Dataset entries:
————————

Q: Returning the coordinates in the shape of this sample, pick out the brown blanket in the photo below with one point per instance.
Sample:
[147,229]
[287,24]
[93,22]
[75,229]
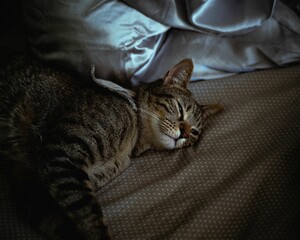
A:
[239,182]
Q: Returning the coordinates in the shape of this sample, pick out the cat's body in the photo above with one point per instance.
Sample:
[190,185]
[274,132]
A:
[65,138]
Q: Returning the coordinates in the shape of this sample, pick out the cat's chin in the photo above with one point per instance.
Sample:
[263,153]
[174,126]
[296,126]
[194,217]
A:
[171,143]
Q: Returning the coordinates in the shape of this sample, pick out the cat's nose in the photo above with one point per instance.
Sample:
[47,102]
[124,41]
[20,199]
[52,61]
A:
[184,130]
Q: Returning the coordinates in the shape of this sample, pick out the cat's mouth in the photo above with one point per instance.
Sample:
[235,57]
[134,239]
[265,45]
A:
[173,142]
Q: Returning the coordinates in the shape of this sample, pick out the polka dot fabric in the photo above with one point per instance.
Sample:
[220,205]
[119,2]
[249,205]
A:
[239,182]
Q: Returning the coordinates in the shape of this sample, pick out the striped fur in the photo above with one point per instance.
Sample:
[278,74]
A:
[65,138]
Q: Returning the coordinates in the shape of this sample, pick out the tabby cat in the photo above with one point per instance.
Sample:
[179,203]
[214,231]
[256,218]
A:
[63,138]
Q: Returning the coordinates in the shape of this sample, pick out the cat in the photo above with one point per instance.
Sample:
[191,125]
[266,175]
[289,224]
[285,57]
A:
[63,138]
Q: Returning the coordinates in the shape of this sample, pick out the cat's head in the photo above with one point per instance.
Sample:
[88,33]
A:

————————

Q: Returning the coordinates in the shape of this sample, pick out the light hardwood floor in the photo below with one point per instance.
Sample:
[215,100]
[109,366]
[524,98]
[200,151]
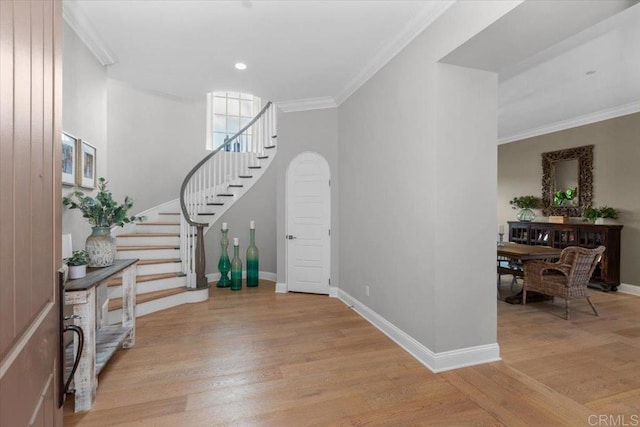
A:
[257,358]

————————

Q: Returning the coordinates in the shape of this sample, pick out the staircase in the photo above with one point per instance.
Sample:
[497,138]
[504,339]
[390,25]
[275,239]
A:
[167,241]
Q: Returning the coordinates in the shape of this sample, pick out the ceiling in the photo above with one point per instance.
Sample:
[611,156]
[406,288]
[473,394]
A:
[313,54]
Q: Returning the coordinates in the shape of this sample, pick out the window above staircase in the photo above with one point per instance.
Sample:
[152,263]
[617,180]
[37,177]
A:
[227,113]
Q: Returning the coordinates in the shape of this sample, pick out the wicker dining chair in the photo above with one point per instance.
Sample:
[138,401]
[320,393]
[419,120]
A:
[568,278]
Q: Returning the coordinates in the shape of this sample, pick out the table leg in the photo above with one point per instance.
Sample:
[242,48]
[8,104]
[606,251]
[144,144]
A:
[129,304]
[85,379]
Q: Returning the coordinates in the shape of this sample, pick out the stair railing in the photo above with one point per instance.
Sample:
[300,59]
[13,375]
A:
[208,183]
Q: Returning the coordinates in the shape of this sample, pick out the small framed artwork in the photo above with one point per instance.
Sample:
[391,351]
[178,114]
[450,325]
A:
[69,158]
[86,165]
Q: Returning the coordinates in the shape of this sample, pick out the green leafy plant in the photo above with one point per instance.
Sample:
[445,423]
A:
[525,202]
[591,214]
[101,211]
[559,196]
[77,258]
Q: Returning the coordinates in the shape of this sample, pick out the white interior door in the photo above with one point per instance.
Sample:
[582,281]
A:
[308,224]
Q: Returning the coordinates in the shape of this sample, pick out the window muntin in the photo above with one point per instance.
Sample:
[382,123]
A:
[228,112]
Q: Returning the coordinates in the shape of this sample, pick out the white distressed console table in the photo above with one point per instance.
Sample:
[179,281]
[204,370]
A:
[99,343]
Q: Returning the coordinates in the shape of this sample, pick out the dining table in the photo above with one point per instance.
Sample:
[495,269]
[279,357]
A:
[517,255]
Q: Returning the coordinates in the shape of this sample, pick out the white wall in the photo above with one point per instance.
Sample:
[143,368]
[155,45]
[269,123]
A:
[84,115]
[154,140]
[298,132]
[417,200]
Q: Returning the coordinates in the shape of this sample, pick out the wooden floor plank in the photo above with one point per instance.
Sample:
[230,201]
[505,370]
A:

————————

What you need to do: Check the data for the word "staircase" and pull out the lines that have it.

Solution for this task:
Q: Returning the coordinates in the shape of this sample, pick out the staircase in the photo above with one point per instance.
Q: Returning the coordinates in the shape of this sample, pick out the window above staircase in the photo above with one point per instance.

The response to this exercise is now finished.